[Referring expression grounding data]
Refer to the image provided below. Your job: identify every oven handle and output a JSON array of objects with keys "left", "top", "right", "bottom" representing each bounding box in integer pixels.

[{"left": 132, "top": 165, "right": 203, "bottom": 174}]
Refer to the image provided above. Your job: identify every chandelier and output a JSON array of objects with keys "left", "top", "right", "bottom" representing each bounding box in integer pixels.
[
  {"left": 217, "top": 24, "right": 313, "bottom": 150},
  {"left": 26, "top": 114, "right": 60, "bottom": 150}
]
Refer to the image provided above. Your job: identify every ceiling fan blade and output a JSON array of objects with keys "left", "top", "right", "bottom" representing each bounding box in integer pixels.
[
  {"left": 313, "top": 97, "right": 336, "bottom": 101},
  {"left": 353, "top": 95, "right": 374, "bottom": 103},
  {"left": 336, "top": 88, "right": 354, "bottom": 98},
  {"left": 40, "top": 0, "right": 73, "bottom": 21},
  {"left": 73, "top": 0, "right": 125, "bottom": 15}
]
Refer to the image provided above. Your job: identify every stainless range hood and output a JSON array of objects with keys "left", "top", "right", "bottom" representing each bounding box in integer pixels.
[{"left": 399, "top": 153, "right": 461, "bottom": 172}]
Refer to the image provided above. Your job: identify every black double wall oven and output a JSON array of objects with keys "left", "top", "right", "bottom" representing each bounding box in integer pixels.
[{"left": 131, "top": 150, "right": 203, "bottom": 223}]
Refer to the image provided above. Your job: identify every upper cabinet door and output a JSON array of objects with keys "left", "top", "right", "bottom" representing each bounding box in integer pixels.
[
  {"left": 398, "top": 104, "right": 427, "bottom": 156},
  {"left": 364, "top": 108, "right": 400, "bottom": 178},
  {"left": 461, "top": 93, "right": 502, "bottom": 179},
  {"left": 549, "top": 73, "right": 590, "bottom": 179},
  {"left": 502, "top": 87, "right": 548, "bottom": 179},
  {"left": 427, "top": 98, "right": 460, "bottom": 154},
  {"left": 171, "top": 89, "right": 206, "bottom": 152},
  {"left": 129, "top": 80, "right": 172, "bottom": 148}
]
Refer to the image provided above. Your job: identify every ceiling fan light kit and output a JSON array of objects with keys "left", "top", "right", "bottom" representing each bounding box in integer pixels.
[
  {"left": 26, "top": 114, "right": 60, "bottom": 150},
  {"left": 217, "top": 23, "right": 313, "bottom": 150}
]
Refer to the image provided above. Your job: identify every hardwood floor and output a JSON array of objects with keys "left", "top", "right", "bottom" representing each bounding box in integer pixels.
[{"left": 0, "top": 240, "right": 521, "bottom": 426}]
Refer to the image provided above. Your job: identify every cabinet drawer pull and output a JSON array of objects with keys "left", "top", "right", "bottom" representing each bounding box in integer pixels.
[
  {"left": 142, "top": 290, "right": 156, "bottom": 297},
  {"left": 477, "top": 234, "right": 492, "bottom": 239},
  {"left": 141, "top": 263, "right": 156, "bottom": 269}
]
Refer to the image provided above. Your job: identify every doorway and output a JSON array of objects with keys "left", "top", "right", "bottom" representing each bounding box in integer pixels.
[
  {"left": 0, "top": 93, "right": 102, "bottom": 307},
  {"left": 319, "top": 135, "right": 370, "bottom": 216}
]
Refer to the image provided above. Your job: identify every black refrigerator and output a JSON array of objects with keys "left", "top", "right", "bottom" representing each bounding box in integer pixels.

• **Work to be completed**:
In the entries, the line containing "identify every doorway" and every line after it through the last are to be duplicated exactly, and no other line is to be included.

• **Result**:
Refer to the image provided above. Your job: identify every doorway and output a JSON array of objects with keys "left", "top", "right", "bottom" representing each bounding box in integer pixels.
[
  {"left": 0, "top": 93, "right": 102, "bottom": 307},
  {"left": 319, "top": 135, "right": 370, "bottom": 216}
]
Refer to the image provided above. Your job: identify every black refrigerator and output a JSON array of objects with keys "left", "top", "right", "bottom" representing each bounding box in integer pixels.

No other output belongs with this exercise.